Can you output every line of the rows below as a JSON list of strings, one string per line, with blank lines and the pictures left out?

DATA FOR PROCESSING:
^^^^^^^^
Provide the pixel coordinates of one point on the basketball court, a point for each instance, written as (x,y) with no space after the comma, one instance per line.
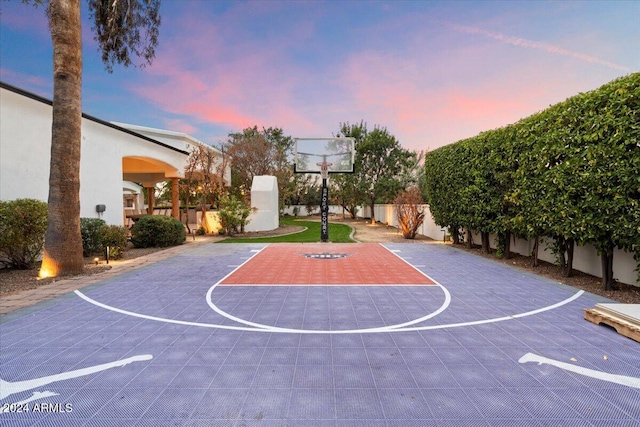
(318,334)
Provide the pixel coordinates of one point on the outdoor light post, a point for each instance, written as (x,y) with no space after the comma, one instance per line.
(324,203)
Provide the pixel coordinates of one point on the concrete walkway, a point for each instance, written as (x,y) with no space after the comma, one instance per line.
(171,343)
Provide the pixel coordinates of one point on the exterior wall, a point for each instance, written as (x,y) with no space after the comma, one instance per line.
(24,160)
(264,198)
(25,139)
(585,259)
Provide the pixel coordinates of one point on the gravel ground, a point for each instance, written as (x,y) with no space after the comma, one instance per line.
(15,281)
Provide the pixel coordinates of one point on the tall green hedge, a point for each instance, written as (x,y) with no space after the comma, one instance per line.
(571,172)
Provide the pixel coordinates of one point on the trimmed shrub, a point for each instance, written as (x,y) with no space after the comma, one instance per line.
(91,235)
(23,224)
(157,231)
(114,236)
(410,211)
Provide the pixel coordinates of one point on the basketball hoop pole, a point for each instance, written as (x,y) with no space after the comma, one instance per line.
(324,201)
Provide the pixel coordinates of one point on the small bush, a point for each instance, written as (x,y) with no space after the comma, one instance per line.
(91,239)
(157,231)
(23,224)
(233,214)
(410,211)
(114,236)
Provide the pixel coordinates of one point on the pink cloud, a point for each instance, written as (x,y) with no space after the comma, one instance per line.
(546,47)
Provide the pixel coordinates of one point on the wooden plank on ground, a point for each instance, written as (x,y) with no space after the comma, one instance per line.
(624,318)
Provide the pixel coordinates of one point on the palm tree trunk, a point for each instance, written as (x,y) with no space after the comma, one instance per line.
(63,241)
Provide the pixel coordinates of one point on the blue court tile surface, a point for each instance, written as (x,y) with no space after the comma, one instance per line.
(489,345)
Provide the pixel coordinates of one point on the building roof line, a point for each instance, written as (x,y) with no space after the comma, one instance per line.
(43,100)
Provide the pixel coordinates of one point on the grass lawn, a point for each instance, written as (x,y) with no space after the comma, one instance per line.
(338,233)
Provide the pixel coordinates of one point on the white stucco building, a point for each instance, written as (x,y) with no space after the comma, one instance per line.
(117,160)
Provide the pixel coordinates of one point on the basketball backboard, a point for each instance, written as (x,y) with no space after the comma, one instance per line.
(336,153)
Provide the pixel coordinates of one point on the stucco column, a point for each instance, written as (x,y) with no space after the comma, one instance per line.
^^^^^^^^
TASK SOLUTION:
[
  "Provide the pixel coordinates of one point on the basketball court, a point for each instance, written as (x,y) with no space after the comma, one instance per line.",
  "(318,334)",
  "Provide the pixel coordinates of one point on the outdoor light post, a point for each instance, written as (x,y) with no space after the comma, one instance per line.",
  "(324,203)",
  "Provide the pixel coordinates of one point on the concrete walkway, a point for each instance, written as (x,y) with no space after the comma, one instance per line.",
  "(171,343)",
  "Provide the pixel coordinates of one point on the exterior wall, a point for each instance, written as (x,y) with no space after the comma, one instance per line.",
  "(24,160)",
  "(264,198)",
  "(25,139)",
  "(585,259)",
  "Provide the pixel coordinates of one point on the gravel ground, a point for each instance, written as (x,y) with no space after the comma, one instance per line.",
  "(15,281)",
  "Provide the pixel coordinates of one point on the tall green hedge, a point for each instance, written as (x,y) with no space after the comma, one instance per line.",
  "(571,172)",
  "Provide the pixel coordinates of one point on the trimmed shrub, a point for each instance, written as (x,y) with no space after the comma, one instance per line.",
  "(91,235)",
  "(23,224)",
  "(157,231)",
  "(114,236)",
  "(410,211)",
  "Provide the pixel coordinates of one point on the basketball hoop pole, a point for each instance, written as (x,y) with no space after the comma, one instance per line.",
  "(324,201)",
  "Provide the pixel coordinates of one point on the small bush, a point for each instance, written as (x,y) with no space after the comma, one instance per line.",
  "(91,239)",
  "(157,231)",
  "(23,224)",
  "(233,214)",
  "(410,211)",
  "(114,236)",
  "Provide the pixel coordinates of one point on the pink cloud, a point for each instance, written as (x,y) with no space after the comma, one instance per line.",
  "(546,47)",
  "Provide the pixel coordinates of one point on the wooden plank on ground, a point for each instance, written as (x,y) with no space after the comma, one instance per line.",
  "(624,318)",
  "Provide the pixel coordinates of one point on the palm tree trunk, a point for each instance, written as (x,y) with no space after the comma, one instance per line.",
  "(63,241)",
  "Provide the pixel coordinates of one point on the blue court tile surface, a point for each instance, written as (x,y) with no space after the comma, one instance per line.",
  "(489,345)",
  "Provide the pixel coordinates of one point on the building roof line, a point for each instance, written as (x,y) with no space after the comma, one instance per line.",
  "(43,100)",
  "Provide the pixel coordinates of one point on the grass lawn, a point for each instance, written as (x,y) with no space after the comma, one instance per line.",
  "(338,233)",
  "Provide the pixel coordinates of one point on the white stucco building, a point for each instance, written as (x,y) with no space after the comma, one instance per line.",
  "(117,160)",
  "Provide the pixel coordinates of one point on the basketball backboard, a point for each instance, written as (x,y) with no space after the comma, one instance per line.",
  "(336,153)",
  "Provide the pixel coordinates of one point on the stucco column, a point for each instance, written as (x,y) with no space after the comma, one instance per line."
]